#### Goal:
Quote, without change, all of the lines that follow.

#### Records supplied:

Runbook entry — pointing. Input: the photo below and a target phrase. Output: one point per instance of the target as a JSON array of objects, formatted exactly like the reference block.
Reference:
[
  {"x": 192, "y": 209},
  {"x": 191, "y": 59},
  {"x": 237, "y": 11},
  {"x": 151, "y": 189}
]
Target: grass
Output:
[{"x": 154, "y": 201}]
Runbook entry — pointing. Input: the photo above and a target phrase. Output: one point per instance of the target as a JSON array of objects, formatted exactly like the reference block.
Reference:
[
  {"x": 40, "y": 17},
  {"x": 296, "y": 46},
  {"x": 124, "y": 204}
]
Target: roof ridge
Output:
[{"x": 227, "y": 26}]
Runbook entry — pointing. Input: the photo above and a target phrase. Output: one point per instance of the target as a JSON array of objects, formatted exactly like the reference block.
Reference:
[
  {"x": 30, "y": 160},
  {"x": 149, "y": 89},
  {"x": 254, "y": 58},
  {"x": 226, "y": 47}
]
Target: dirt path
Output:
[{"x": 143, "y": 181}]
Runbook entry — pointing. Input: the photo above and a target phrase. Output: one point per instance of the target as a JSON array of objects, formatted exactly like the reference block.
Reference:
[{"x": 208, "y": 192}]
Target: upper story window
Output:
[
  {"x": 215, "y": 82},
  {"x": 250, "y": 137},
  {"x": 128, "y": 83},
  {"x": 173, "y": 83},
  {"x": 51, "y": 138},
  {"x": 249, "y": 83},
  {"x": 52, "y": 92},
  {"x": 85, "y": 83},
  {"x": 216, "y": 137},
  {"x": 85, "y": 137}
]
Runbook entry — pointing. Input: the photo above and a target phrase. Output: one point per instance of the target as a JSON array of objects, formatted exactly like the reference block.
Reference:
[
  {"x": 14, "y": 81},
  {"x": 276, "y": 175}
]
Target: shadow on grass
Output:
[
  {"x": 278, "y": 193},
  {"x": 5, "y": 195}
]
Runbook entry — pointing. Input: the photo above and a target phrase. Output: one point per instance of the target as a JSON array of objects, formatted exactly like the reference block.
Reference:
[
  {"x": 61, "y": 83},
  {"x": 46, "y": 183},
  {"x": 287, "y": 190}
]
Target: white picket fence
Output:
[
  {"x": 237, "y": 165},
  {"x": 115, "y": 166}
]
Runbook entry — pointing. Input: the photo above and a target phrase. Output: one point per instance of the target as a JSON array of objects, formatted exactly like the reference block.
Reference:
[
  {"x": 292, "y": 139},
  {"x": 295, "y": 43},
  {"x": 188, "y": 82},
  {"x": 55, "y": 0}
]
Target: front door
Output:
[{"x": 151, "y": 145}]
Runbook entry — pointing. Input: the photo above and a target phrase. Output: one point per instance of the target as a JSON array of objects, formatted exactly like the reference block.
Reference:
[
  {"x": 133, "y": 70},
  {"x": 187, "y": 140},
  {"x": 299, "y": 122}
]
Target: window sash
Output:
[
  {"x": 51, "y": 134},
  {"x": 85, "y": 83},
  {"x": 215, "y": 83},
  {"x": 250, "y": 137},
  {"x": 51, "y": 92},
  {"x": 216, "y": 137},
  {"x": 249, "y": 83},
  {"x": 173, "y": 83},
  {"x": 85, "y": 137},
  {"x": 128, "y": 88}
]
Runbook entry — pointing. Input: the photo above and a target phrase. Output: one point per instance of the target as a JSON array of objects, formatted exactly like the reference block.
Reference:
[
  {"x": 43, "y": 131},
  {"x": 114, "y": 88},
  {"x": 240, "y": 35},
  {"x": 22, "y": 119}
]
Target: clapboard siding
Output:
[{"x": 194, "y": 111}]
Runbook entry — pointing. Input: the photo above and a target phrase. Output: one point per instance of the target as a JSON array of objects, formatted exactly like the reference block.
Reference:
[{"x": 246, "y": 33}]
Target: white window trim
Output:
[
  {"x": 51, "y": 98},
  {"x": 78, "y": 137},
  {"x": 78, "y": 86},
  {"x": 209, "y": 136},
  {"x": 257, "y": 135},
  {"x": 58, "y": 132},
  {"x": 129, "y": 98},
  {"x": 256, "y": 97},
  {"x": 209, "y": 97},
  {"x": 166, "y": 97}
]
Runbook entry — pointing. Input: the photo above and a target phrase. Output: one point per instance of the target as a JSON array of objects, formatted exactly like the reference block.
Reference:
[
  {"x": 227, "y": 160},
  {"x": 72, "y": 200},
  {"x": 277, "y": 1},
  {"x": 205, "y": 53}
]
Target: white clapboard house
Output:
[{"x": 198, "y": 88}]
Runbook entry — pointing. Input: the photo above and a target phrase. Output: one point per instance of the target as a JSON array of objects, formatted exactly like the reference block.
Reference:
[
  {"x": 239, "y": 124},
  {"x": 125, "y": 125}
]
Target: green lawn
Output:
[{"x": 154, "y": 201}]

#### Reply to the exercise:
Runbook entry — pointing. Input: the photo below and a target phrase. Output: one point per instance of the target as a JSON array of objects, formatted exactly like the reference block.
Reference:
[
  {"x": 192, "y": 209},
  {"x": 191, "y": 59},
  {"x": 237, "y": 11},
  {"x": 151, "y": 189}
]
Target: grass
Output:
[{"x": 154, "y": 201}]
Runbook entry — pointing. Input: the photo above and a target phrase. Output: one point per instance of the target as a JSON array of objects, formatted exactly like the reference block.
Reference:
[
  {"x": 40, "y": 17},
  {"x": 296, "y": 46},
  {"x": 124, "y": 204}
]
Target: roof ridge
Output:
[{"x": 227, "y": 26}]
Runbook entry — pointing. Input: the photo above and a target phrase. Output: one point per instance of the target as a JSON array of objects, formatted exactly like the reference block.
Reference:
[
  {"x": 30, "y": 160},
  {"x": 149, "y": 89},
  {"x": 254, "y": 58},
  {"x": 226, "y": 47}
]
Target: dirt path
Output:
[{"x": 143, "y": 181}]
Runbook entry — pointing. Input: the photo above and a target phrase. Output: one point per instance of the target as a JSON array of objects, formatted exactly like the reference block.
Reference:
[{"x": 208, "y": 192}]
Target: upper story window
Output:
[
  {"x": 215, "y": 82},
  {"x": 250, "y": 137},
  {"x": 128, "y": 83},
  {"x": 173, "y": 83},
  {"x": 51, "y": 138},
  {"x": 249, "y": 83},
  {"x": 52, "y": 92},
  {"x": 85, "y": 83},
  {"x": 216, "y": 137},
  {"x": 85, "y": 137}
]
Runbook entry — pointing. Input: the photo above and a target phrase. Output: one point per instance of the target as a JSON array of objects, formatted exactly like the reference block.
Reference:
[
  {"x": 14, "y": 81},
  {"x": 276, "y": 175}
]
Target: shadow on grass
Output:
[
  {"x": 278, "y": 193},
  {"x": 5, "y": 195}
]
Runbook entry — pointing. Input: the photo above and a target phrase. Output: one point per instance of the target as a JSON array of objects, formatted exactly like the reference block.
Reference:
[
  {"x": 61, "y": 83},
  {"x": 46, "y": 183},
  {"x": 287, "y": 190}
]
Target: white picket fence
Output:
[
  {"x": 237, "y": 165},
  {"x": 115, "y": 166}
]
Runbook entry — pointing. Input: the photo above and a target phrase. Output: one point per instance of the target as a JSON array of objects, formatted exactly like the reference block.
Reference:
[
  {"x": 292, "y": 139},
  {"x": 295, "y": 43},
  {"x": 188, "y": 82},
  {"x": 55, "y": 0}
]
Target: front door
Output:
[{"x": 151, "y": 145}]
Runbook entry — pointing. Input: the photo above and a target phrase. Output: one point per instance of the target as a JSON array of objects, formatted exactly like the reference block.
Reference:
[
  {"x": 133, "y": 70},
  {"x": 187, "y": 140},
  {"x": 299, "y": 122}
]
Target: window sash
Output:
[
  {"x": 51, "y": 134},
  {"x": 85, "y": 83},
  {"x": 215, "y": 83},
  {"x": 250, "y": 137},
  {"x": 51, "y": 92},
  {"x": 216, "y": 137},
  {"x": 249, "y": 83},
  {"x": 173, "y": 83},
  {"x": 85, "y": 137},
  {"x": 128, "y": 88}
]
Runbook entry — pointing. Input: the photo above and a target phrase. Output: one point per instance of the target as a JSON array of objects, formatted exactly like the reference block.
Reference:
[
  {"x": 43, "y": 131},
  {"x": 114, "y": 88},
  {"x": 240, "y": 35},
  {"x": 22, "y": 119}
]
Target: clapboard siding
Output:
[{"x": 194, "y": 111}]
Runbook entry — pointing. Input: the photo above and a target phrase. Output: one point per instance of the target as a JSON array of objects, formatted exactly like the reference block.
Reference:
[{"x": 246, "y": 33}]
Target: white window trim
Output:
[
  {"x": 51, "y": 98},
  {"x": 78, "y": 137},
  {"x": 78, "y": 86},
  {"x": 209, "y": 136},
  {"x": 257, "y": 135},
  {"x": 58, "y": 132},
  {"x": 129, "y": 98},
  {"x": 256, "y": 97},
  {"x": 209, "y": 97},
  {"x": 166, "y": 97}
]
Runbook entry — pointing. Input: the photo above and a target phrase. Output: one point per instance of the target as a JSON array of objects, formatted exactly like the reference block.
Reference:
[
  {"x": 227, "y": 160},
  {"x": 72, "y": 200},
  {"x": 277, "y": 1},
  {"x": 205, "y": 53}
]
Target: white clapboard house
Output:
[{"x": 198, "y": 88}]
Runbook entry — pointing. Input: the photo above and a target phrase. Output: one point per instance of the target as a JSON array of objects, formatted exactly like the reference block.
Reference:
[
  {"x": 239, "y": 124},
  {"x": 125, "y": 125}
]
Target: green lawn
Output:
[{"x": 154, "y": 201}]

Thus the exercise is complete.